** START **

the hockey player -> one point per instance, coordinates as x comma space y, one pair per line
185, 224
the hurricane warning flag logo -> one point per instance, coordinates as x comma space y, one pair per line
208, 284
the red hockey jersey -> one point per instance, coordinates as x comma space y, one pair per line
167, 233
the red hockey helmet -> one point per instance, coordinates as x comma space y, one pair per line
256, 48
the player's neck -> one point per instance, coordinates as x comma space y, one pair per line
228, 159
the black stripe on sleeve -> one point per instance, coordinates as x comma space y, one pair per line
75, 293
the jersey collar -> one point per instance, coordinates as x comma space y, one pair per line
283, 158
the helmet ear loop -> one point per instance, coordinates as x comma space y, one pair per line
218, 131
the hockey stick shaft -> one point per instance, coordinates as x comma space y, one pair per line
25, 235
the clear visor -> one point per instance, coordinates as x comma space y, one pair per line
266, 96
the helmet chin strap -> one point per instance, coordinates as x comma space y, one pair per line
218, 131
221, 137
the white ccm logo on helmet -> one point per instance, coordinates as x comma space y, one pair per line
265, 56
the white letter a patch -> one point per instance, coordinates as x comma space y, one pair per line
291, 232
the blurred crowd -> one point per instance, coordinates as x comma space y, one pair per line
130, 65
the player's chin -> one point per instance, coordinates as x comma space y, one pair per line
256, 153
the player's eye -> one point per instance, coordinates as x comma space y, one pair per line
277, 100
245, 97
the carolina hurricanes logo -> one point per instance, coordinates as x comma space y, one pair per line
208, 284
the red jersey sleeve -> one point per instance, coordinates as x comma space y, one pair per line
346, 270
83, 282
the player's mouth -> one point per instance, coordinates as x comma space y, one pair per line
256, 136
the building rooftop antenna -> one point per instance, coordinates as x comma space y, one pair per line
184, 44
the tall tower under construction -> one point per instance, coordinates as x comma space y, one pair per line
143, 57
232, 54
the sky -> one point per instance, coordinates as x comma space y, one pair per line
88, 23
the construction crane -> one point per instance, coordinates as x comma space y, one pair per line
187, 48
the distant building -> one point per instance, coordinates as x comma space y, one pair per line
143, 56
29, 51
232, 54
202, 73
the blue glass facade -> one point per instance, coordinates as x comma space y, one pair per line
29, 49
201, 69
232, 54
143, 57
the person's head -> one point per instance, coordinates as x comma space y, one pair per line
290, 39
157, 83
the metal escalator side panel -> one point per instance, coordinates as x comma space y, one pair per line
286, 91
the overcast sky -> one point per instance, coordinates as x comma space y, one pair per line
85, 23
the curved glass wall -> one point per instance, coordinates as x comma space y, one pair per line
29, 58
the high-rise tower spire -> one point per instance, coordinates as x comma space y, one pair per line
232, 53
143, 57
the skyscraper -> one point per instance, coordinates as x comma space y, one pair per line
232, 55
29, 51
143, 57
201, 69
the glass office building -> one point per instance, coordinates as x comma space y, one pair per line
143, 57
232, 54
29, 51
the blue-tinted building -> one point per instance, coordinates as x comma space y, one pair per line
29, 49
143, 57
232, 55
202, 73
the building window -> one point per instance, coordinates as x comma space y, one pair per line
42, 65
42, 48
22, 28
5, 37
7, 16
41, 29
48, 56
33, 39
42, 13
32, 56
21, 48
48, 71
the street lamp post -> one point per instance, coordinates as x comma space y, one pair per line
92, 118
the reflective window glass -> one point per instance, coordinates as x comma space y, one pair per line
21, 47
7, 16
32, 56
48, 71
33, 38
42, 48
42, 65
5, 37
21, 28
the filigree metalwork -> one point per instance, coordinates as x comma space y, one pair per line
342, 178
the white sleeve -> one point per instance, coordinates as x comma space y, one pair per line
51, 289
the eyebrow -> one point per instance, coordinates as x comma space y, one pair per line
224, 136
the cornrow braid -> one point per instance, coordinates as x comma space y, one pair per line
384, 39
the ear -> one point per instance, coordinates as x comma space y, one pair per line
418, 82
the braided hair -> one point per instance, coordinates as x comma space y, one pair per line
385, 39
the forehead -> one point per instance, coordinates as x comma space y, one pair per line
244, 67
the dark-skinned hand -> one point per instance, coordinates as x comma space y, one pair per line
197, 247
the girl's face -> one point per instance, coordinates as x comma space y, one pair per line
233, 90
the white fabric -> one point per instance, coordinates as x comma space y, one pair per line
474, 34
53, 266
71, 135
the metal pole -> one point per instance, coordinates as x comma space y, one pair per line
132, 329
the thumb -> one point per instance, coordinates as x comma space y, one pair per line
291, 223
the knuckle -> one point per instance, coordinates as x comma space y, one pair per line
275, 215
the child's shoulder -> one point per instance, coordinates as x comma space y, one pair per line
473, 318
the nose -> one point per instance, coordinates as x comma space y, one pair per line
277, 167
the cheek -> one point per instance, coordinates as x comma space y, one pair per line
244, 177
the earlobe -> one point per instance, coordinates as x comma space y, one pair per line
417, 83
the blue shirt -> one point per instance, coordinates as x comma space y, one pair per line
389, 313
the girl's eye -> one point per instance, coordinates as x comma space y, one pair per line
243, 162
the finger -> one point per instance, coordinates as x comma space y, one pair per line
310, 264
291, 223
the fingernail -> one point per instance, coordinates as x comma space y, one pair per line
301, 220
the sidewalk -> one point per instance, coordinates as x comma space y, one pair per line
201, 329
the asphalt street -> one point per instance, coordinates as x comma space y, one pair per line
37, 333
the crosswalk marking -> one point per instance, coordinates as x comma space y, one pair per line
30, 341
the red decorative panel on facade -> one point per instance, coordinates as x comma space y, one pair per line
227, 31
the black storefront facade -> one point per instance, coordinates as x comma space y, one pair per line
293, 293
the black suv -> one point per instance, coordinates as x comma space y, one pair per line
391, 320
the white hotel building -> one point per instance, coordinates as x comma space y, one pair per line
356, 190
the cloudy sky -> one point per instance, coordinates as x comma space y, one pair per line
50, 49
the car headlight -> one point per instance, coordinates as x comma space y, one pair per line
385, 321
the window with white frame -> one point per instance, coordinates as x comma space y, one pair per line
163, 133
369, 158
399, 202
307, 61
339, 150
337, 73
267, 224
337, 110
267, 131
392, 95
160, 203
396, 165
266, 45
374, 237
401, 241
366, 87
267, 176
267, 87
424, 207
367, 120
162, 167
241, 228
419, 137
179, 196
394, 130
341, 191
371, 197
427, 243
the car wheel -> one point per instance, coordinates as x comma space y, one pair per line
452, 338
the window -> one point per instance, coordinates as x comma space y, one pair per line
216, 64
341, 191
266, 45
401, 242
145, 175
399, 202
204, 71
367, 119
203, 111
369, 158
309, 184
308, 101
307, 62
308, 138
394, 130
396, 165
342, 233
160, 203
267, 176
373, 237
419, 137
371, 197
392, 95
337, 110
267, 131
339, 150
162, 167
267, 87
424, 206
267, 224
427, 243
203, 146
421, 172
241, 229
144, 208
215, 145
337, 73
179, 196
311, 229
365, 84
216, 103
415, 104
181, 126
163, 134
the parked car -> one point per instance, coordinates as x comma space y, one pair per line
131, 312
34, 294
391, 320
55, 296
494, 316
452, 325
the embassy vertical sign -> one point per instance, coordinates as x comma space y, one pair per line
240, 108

** END **

Set exercise -> Exactly repeat the lines from the line that contains "the car wheel" to the end of the entries, both included, and leave out all other lines.

Worked answer ->
the car wheel -> one point per instance, coordinates as x comma space y, one pair per line
452, 338
the window -> one point per instance, coordinates as x comma space y, one pair per line
216, 64
341, 191
266, 45
401, 242
145, 175
399, 202
204, 71
367, 119
203, 111
369, 158
309, 184
308, 101
307, 62
308, 138
394, 130
396, 165
342, 233
160, 203
267, 176
373, 237
419, 137
371, 197
392, 95
337, 110
267, 131
339, 150
162, 167
267, 87
424, 206
267, 224
427, 243
203, 146
421, 172
241, 229
144, 208
215, 145
337, 73
179, 196
311, 229
365, 84
216, 103
415, 104
181, 126
163, 134
the parked car -> one point per instance, coordinates as x comma space y, one pair per line
131, 312
34, 294
391, 320
55, 296
494, 316
452, 325
the embassy vertical sign -> one point per instance, coordinates as x comma space y, one pair per line
240, 108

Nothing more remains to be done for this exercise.